**Document extract:**
Copyleak

AI Plagiarism Spotter Copyleaks Raises $6M


AI text authenticator and plagiarism checking startup Copyleaks has raised $6 million in a Series A funding round led by JAL Ventures. Copyleaks applies natural language processing and machine learning to understanding text well enough to identify the writer and spot any repeated or paraphrased text from other sources.

Copyleaks Linguistics

Copyleaks is designed for educational and media organizations looking for instances of plagiarism or copyright infringement. The AI parses text for not just the words, but the style, substance, and context where its used. That means it could potentially find out if someone has paraphrased or slightly edited a text as well as if they have literally copied and pasted a paragraph. The AI tool and related API can perform these forensic linguistics in more than 100 languages. Educational groups like Macmillan Publishers and Stanford University utilize Copyleaks to ensure academic ethical standards are upheld, while content providers such as Medium and the BBC leverage it to protect their copyrighted articles and posts. That’s also how Copyleaks’ enterprise clients like and even big companies like Cisco and Accenture apply the technology.

**Supplied records:**
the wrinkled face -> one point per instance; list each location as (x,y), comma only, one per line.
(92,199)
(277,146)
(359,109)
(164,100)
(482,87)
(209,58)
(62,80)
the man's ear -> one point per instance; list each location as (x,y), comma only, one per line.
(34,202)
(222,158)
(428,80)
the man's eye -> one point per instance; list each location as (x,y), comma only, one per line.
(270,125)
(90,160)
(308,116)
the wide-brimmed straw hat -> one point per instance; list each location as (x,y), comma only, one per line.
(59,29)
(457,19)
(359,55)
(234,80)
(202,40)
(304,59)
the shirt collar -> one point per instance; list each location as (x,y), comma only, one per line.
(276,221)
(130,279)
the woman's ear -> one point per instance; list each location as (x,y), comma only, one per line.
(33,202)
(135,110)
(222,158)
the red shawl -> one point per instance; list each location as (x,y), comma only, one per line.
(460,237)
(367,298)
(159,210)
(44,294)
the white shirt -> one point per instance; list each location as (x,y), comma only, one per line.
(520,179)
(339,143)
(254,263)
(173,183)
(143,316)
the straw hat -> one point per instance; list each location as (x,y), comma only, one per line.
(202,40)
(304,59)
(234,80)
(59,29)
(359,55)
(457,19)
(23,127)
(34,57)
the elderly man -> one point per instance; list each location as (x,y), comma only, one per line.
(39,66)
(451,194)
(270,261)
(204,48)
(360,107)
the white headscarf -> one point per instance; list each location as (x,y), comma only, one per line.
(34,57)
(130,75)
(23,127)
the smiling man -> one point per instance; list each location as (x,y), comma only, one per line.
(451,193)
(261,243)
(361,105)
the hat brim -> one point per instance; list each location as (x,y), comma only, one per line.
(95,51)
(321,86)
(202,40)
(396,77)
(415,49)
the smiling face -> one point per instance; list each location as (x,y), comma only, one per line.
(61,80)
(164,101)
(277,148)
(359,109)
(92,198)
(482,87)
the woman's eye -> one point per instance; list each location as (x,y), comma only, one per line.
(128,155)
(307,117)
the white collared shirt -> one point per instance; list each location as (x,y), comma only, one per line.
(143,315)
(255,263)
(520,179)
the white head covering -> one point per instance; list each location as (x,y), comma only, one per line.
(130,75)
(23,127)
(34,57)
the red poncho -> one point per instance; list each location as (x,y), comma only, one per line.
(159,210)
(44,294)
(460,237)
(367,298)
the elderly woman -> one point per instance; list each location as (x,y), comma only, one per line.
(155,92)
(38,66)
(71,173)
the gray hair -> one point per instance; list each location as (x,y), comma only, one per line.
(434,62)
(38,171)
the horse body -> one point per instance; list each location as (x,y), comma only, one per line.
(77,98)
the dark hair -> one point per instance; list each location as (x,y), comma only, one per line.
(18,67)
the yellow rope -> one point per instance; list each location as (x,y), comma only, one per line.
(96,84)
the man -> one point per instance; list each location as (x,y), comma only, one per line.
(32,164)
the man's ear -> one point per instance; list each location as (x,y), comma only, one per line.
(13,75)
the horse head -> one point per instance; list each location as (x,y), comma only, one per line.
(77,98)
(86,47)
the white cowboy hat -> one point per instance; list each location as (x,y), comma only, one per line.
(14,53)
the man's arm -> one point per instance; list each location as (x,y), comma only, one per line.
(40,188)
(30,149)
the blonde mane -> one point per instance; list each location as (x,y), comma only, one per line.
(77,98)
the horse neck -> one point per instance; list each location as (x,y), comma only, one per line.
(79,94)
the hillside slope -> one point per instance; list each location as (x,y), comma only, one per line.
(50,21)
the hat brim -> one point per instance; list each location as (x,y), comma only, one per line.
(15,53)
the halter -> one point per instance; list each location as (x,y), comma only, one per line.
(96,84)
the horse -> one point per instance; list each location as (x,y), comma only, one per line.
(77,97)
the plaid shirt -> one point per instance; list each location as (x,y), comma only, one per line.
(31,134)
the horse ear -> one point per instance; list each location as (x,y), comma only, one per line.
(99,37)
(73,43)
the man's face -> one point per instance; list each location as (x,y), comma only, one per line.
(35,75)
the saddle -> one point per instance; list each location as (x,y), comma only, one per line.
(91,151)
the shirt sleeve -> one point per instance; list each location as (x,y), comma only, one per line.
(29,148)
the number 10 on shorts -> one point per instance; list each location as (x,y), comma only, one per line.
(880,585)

---

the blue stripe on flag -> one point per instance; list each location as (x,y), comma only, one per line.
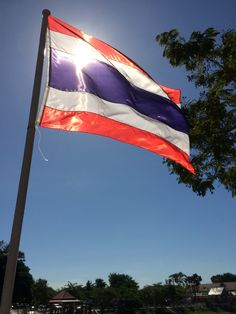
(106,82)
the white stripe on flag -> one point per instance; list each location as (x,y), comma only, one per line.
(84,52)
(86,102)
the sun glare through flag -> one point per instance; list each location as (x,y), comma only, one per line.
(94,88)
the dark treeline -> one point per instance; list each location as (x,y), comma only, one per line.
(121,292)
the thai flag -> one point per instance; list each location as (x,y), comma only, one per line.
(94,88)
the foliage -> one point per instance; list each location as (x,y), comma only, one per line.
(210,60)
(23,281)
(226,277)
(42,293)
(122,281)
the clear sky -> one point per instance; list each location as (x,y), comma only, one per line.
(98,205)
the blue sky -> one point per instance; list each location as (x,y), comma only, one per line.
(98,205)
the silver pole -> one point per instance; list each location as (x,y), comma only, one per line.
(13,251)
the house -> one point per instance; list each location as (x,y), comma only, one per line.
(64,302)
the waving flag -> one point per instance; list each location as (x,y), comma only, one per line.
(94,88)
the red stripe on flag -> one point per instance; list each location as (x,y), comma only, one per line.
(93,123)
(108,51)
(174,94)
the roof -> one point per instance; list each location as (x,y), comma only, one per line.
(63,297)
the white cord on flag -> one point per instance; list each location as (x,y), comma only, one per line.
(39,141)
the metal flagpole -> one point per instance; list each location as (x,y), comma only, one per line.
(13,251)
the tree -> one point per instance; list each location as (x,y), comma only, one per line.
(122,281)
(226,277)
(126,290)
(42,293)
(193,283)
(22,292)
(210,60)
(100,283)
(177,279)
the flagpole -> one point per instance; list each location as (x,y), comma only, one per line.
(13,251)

**Tasks to carry out:**
1. Rewrite the Copyleaks article from "Copyleaks is designed" to "apply the technology.", replacing "plagiarism" with "copying".
2. Answer from the Copyleaks article:
(a) How much did Copyleaks raise in its Series A round?
(b) Which firm led that round?
(c) In how many languages can the tool and its API perform forensic linguistics?
The lines come from a separate source, unrelated to the Copyleaks article.

**Answers by task:**
1.
Copyleaks is designed for educational and media organizations looking for instances of copying or copyright infringement. The AI parses text for not just the words, but the style, substance, and context where its used. That means it could potentially find out if someone has paraphrased or slightly edited a text as well as if they have literally copied and pasted a paragraph. The AI tool and related API can perform these forensic linguistics in more than 100 languages. Educational groups like Macmillan Publishers and Stanford University utilize Copyleaks to ensure academic ethical standards are upheld, while content providers such as Medium and the BBC leverage it to protect their copyrighted articles and posts. That’s also how Copyleaks’ enterprise clients like and even big companies like Cisco and Accenture apply the technology.

2.
(a) $6 million
(b) JAL Ventures
(c) More than 100